» **Problem to solve**:
From the entries below, retype only the lines from the one with "Query: bush" through the one with "Query: blue sky", exactly as written.

» **Exercise inputs**:
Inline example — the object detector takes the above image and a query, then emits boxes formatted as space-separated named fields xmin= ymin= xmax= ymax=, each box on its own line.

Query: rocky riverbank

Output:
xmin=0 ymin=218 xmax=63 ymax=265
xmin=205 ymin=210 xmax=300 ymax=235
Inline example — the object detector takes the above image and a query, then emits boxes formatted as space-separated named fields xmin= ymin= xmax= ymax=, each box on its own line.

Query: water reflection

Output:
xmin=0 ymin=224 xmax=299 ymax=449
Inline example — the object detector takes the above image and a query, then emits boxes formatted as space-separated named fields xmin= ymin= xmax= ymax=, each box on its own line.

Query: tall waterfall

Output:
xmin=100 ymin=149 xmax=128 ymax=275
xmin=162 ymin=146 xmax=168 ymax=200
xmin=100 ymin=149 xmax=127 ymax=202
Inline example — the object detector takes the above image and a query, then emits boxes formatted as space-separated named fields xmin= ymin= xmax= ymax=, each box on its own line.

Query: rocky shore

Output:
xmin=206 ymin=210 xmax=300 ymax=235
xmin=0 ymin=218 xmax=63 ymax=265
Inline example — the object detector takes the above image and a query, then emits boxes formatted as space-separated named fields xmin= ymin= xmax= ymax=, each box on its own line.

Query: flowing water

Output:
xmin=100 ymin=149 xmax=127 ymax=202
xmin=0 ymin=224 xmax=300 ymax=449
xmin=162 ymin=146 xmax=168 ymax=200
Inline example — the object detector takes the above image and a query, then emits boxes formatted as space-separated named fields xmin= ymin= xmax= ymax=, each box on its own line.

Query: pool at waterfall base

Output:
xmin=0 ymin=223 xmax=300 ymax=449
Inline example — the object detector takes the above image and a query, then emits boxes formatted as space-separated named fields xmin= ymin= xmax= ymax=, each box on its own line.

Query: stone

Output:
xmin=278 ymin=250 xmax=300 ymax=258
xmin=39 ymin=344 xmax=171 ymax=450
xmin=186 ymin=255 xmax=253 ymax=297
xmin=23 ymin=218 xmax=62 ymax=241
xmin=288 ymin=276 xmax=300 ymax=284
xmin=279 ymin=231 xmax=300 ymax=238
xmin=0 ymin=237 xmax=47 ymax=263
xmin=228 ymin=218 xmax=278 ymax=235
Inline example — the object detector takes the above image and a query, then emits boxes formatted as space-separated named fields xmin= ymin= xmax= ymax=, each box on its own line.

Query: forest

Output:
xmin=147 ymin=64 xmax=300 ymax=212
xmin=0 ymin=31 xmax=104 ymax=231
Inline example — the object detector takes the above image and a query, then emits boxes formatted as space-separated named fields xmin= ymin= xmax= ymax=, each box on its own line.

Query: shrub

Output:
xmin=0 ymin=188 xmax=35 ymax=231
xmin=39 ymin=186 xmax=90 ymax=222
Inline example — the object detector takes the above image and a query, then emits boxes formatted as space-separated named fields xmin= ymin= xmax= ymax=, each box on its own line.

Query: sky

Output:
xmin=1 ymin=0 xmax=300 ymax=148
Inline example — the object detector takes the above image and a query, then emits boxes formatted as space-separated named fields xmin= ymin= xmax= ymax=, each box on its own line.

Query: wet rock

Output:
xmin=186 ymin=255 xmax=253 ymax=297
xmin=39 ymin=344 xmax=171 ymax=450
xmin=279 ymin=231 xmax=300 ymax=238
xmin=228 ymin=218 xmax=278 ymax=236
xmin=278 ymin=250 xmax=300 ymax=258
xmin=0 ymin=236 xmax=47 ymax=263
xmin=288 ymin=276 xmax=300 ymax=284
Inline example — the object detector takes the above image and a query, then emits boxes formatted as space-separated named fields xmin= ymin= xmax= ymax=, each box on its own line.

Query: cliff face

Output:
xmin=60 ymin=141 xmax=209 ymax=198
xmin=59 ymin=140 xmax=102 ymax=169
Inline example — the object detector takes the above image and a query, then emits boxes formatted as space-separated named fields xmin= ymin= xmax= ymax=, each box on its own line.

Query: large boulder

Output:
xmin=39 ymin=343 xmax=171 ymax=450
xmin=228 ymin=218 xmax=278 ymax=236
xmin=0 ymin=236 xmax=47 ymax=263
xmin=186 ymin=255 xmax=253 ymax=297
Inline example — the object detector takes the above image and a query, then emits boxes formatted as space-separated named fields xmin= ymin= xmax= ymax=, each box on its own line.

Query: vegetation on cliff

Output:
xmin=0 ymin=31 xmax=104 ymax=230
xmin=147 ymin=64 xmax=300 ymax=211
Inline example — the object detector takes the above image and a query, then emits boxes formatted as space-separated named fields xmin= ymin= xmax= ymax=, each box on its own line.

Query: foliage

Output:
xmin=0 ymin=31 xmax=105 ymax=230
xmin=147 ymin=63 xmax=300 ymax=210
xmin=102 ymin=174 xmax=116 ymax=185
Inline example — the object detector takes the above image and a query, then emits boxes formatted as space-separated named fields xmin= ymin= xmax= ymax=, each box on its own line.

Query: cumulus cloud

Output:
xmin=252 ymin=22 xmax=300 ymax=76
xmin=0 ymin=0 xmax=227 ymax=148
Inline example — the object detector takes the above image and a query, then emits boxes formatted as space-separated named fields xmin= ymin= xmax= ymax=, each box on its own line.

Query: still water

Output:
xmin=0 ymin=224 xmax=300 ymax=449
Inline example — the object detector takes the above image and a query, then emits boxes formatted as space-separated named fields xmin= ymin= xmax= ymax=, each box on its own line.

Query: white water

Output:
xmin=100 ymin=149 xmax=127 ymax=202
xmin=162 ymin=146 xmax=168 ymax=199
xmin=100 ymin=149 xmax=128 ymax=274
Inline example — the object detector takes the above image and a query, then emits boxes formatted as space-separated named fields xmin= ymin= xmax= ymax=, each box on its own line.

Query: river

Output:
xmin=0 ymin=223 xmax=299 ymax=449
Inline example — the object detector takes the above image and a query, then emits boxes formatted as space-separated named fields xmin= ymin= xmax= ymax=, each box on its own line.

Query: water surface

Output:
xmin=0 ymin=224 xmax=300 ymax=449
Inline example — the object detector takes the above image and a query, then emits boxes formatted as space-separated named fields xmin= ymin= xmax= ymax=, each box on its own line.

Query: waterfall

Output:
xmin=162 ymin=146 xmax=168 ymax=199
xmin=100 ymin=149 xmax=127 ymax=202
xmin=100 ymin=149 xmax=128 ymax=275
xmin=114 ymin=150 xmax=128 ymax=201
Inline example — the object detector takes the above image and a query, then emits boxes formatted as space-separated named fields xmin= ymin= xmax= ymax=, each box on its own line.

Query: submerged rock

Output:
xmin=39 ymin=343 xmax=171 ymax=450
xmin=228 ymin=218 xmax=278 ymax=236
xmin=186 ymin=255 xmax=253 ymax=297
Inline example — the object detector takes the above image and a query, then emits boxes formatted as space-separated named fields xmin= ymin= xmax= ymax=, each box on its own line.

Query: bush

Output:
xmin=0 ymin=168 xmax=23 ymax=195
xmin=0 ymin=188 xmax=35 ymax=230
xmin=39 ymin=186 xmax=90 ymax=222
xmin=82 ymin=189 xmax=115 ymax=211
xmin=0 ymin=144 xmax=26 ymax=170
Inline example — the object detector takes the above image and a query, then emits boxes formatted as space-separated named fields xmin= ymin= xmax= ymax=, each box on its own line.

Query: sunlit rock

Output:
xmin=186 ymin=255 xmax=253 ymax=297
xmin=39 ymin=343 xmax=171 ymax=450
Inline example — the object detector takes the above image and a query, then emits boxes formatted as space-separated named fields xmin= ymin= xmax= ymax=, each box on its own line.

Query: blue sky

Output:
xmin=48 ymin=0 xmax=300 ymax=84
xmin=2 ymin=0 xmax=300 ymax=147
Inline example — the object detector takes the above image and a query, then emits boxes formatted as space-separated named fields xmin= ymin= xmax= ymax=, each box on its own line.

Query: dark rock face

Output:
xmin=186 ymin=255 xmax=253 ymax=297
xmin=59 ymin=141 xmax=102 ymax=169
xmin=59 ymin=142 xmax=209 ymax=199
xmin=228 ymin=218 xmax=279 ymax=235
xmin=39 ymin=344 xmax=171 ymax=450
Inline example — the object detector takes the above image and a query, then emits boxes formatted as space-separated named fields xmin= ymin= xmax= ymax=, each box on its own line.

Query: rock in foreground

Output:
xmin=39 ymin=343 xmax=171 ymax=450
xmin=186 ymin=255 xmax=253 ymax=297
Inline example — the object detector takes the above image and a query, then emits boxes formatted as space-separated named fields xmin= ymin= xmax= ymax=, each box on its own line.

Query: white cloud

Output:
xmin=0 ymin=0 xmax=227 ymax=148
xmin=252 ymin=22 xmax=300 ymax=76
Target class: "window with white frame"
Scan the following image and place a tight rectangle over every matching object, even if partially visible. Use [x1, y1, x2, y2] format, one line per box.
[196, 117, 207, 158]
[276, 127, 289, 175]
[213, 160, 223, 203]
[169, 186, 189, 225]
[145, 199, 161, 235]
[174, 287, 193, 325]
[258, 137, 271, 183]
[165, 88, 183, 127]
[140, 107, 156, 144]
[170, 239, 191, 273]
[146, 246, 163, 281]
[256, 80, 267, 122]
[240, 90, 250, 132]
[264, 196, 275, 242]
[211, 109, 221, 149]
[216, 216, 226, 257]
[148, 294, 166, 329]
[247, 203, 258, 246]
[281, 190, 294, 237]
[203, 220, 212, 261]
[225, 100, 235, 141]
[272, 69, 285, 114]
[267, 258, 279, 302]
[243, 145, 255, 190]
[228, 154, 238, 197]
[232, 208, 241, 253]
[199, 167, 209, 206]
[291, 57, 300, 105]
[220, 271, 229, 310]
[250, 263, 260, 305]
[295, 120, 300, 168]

--

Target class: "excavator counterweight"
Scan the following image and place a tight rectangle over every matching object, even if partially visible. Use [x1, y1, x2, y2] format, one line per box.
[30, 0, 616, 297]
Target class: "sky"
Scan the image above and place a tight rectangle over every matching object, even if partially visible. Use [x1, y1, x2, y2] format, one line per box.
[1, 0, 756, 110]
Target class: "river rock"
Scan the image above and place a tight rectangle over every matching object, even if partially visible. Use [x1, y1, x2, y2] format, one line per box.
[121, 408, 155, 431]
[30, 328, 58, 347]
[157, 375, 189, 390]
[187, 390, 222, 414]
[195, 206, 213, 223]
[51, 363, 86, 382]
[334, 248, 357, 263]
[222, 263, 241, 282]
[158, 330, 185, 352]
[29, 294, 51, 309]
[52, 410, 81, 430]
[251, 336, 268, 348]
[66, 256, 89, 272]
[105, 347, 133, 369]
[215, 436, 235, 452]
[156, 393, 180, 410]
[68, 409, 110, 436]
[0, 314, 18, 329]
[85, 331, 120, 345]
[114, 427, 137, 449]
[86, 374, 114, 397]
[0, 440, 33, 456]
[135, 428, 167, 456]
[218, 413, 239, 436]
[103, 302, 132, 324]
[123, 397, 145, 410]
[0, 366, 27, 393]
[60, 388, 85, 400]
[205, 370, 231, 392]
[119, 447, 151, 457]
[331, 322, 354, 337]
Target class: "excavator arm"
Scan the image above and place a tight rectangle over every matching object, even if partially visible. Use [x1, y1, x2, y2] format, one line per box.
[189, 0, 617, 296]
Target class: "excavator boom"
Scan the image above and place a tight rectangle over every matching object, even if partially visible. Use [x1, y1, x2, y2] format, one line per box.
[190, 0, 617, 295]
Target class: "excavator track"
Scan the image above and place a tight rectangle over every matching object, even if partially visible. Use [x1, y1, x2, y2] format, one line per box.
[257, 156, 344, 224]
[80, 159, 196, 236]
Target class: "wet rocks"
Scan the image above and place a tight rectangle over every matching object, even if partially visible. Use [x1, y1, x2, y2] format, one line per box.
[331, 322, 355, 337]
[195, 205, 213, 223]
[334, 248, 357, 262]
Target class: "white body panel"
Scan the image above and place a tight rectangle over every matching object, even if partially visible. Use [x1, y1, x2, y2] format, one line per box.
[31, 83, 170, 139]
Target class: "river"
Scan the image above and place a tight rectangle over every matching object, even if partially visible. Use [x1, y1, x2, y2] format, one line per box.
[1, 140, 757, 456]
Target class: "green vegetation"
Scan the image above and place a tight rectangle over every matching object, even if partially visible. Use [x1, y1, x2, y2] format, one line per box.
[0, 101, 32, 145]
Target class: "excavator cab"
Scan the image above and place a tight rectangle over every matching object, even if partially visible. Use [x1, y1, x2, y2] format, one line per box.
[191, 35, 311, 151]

» **Response to the exercise**:
Query: bush

Output:
xmin=0 ymin=168 xmax=23 ymax=195
xmin=0 ymin=188 xmax=35 ymax=230
xmin=39 ymin=186 xmax=90 ymax=222
xmin=82 ymin=189 xmax=115 ymax=211
xmin=0 ymin=144 xmax=26 ymax=170
Inline example — the object detector takes the above image and a query, then emits boxes formatted as space-separated named fields xmin= ymin= xmax= ymax=, each box on its own line.

Query: sunlit rock

Output:
xmin=186 ymin=255 xmax=253 ymax=297
xmin=39 ymin=343 xmax=171 ymax=450
Inline example — the object detector takes the above image and a query, then emits boxes formatted as space-separated named fields xmin= ymin= xmax= ymax=, each box on its own line.

Query: blue sky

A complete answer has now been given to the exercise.